+++ Text to read
Have you tried clearing the CMOS since the hit & miss resume from suspend behavior began?

Asus is pretty diligent about releasing new UEFI / BIOS updates. You may want to check in once per month for any new ones.

Exactly the same problem here with:

Nvidia Driver Version: 375.10
Xorg: 1.18.4 (11804000)
Kernel: 4.8.6.1
Mainboard: Asus Z170-P D3
Bios: 2002
GPU: GTX Titan X (Maxwell)

Sometimes the system resumes correctly. But in > 50% of the cases it shows a black screen and when I SSH, I see Xorg on 100% load. Kill Commands have no effect.

If the machine is on sleep for some hours, resumes fail in 90+ percent of all cases.

nvidia-bug-report:
http://www.naanoo.com/upstream/nvidia-bug-report.log.gz

Tried adding acpi_osi=“!Windows 2013” to command line. No perceived change.

I have had another system available and moved the GPU to this temporarily to troubleshoot.
Resume from suspend has been working perfect in this setup for at least 10 resumes now with no fails and I’m tempted to conclude it will not fail in this system. Sadly, it is an old antique system so I need to move the GPU back to my modern problem system for daily work. So, I believe the GPU has no problems in itself, and the problem is not the driver.

The working system is an old Intel Core 2 platform, from now named Core, and the new problematic system is a Skylake. The Skylake system WITHOUT GPU resumes without any fails.

I now believe (expert advice welcome) that the problem is in the combination Mobo / GPU / BIOS, hopefully as a result of a BIOS setting.

Details about the platforms:
Core:
Mobo: Gigabyte EP45-UD3LR
CPU: Intel Core2 Quad
PSU: Nexus 600
Intregrated graphics: No

Skylake:
Mobo: Asus Z170M-PLUS
CPU: Intel Core i7-6700
PSU: Corsair RM650i
Integrated graphics: yes (unused)
++++++
#### [Work to complete]
1. Write out the passage of the forum thread on resume-from-suspend failures between "I have had another" and "not the driver.", inclusive.
2. In the forum thread on resume-from-suspend failures, which motherboard is in the old Core 2 system where resume worked?
3. Proceed with the forum thread on resume-from-suspend failures from the point where it stops.
+++ Data shown
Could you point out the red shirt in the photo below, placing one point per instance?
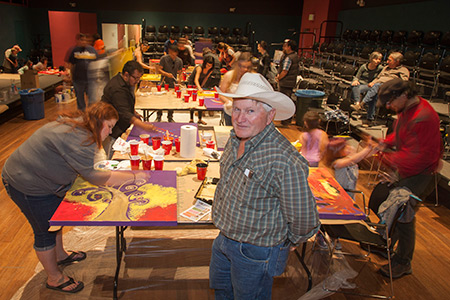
(417, 140)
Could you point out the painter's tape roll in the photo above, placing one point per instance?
(188, 141)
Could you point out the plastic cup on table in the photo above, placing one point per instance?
(134, 162)
(167, 146)
(210, 144)
(145, 138)
(156, 142)
(147, 163)
(201, 171)
(177, 145)
(158, 161)
(134, 147)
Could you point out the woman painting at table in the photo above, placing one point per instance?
(230, 81)
(199, 78)
(39, 173)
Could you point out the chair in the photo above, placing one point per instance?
(187, 30)
(363, 232)
(224, 31)
(237, 31)
(213, 31)
(163, 29)
(174, 29)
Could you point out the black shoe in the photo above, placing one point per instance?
(375, 250)
(398, 270)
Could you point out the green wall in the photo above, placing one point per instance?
(22, 26)
(424, 16)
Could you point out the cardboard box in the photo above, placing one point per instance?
(29, 80)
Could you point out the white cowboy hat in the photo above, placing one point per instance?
(256, 87)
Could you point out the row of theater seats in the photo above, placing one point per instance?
(426, 55)
(156, 39)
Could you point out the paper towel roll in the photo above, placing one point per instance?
(188, 141)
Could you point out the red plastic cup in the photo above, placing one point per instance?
(134, 162)
(167, 146)
(177, 145)
(201, 171)
(156, 142)
(147, 164)
(158, 161)
(145, 138)
(210, 144)
(134, 147)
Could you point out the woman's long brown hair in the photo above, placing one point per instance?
(91, 120)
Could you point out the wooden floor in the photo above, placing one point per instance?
(431, 264)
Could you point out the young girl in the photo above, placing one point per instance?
(314, 140)
(344, 159)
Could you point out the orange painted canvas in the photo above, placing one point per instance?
(149, 201)
(332, 201)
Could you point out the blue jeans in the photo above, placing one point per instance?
(82, 87)
(244, 271)
(38, 210)
(357, 90)
(371, 100)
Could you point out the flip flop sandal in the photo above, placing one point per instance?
(71, 258)
(60, 287)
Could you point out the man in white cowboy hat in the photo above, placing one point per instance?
(263, 205)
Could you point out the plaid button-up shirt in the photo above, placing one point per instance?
(263, 198)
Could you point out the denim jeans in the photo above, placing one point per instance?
(82, 87)
(357, 90)
(38, 210)
(244, 271)
(371, 100)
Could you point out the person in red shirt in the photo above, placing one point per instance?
(414, 150)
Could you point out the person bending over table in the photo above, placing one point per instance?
(263, 205)
(138, 54)
(199, 78)
(231, 80)
(170, 67)
(119, 92)
(39, 173)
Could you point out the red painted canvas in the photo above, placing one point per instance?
(151, 200)
(332, 201)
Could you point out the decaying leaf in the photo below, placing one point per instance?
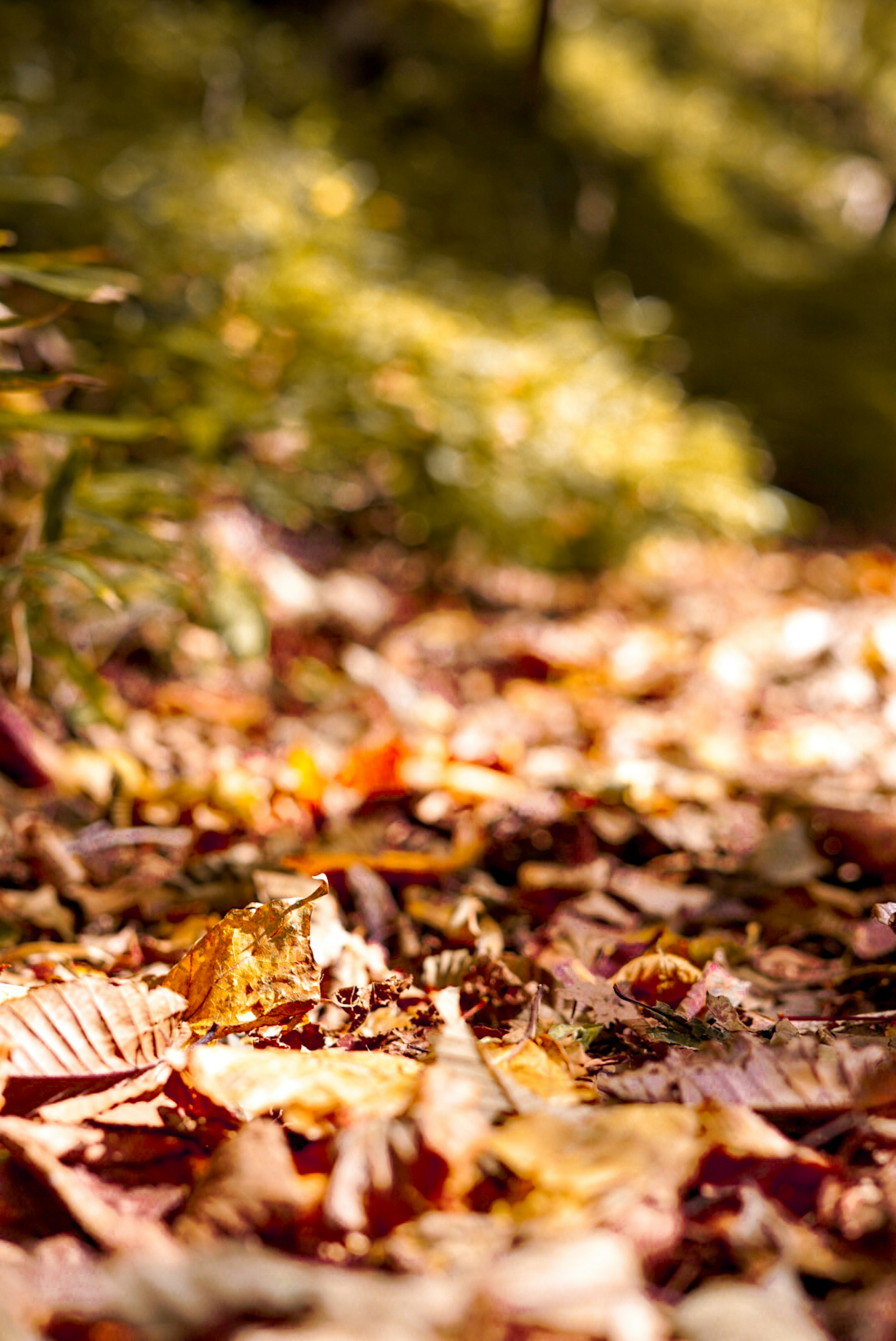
(315, 1091)
(250, 1185)
(626, 1167)
(801, 1079)
(115, 1217)
(253, 962)
(70, 1039)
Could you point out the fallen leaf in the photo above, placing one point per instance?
(70, 1039)
(316, 1092)
(801, 1077)
(249, 1186)
(115, 1217)
(251, 962)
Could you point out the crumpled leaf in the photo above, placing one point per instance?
(589, 1285)
(315, 1091)
(626, 1167)
(61, 275)
(801, 1077)
(736, 1311)
(70, 1039)
(253, 962)
(115, 1217)
(250, 1183)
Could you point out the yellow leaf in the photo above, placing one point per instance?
(253, 962)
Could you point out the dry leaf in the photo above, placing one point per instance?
(626, 1167)
(250, 963)
(801, 1077)
(540, 1068)
(70, 1039)
(250, 1185)
(316, 1092)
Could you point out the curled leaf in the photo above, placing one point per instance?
(253, 962)
(803, 1077)
(77, 1037)
(315, 1091)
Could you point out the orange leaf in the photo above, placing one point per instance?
(69, 1039)
(375, 772)
(250, 963)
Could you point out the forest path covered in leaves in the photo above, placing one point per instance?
(501, 955)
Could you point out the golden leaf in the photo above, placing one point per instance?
(253, 962)
(316, 1092)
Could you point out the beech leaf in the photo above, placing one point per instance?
(253, 962)
(72, 1039)
(803, 1077)
(315, 1091)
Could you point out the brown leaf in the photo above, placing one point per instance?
(256, 959)
(115, 1217)
(72, 1039)
(624, 1167)
(315, 1091)
(801, 1077)
(250, 1185)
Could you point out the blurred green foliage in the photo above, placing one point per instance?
(387, 290)
(356, 301)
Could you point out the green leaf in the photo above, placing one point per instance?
(122, 541)
(15, 380)
(38, 191)
(70, 424)
(80, 284)
(23, 324)
(80, 569)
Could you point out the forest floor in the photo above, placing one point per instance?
(588, 1029)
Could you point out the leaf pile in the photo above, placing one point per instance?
(588, 1025)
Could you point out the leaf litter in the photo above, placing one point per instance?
(491, 967)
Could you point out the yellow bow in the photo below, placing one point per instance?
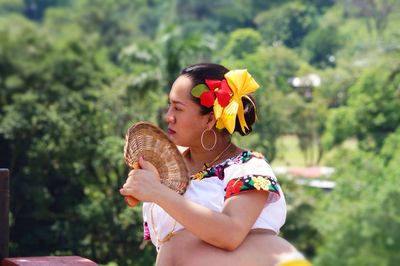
++++++
#### [Answers per task]
1.
I have had another system available and moved the GPU to this temporarily to troubleshoot.
Resume from suspend has been working perfect in this setup for at least 10 resumes now with no fails and I’m tempted to conclude it will not fail in this system. Sadly, it is an old antique system so I need to move the GPU back to my modern problem system for daily work. So, I believe the GPU has no problems in itself, and the problem is not the driver.

2. Gigabyte EP45-UD3LR

3.
I’m really in the dark here but I have one guess. The GPU resumes good in the old system, that I believe is slow. As naanoo writes, the GPU seems to fail more if it has been on suspend longer. Maybe the GPU discharges more and takes longer to get enough power to wakeup and respond? My guess now is that the Skylake system resumes faster, and that the GPU is not given enough time to wakeup and respond. The OS then timeouts the response from the GPU and Xorg crashed. Is this reasonable?

The Skylake system runs the latest BIOS and CMOS has been cleared as instructed. Still failing.

I ssh’d into the Skylake system when Xorg had crashed on resume.
The GPU shows up in lspci. Does this mean that it is awake and responding correctly?

@ JonathanAnderson

What speeks against your Mobo/GPU/BIOS-Thesis → on the same machine on wich I have the problem with Ubuntu 16.04 suspend/resume works fine … 100% the times … since 1+ year ongoing. Still now, when I boot the other drive.

What I am sure of:

On my machine it has nothing to do with:

  • audio interface
  • other pcie cards
  • usb devices
  • the monitors
  • hard/ssd-drives

… I am testing for 2 oder 3 weeks already ;-)

Sorry naanoo, I did not understand this.
Do you mean that you are DUAL booting, and that the problem is only with Ubuntu, not with Windows?

naanoo, do you have CUDA installed?

I have two SSDs:

  1. Arch Linux
  2. Ubuntu Gnome 16.04

With Ubuntu there are no problems suspending / resuming.

Yes, I have CUDA installed.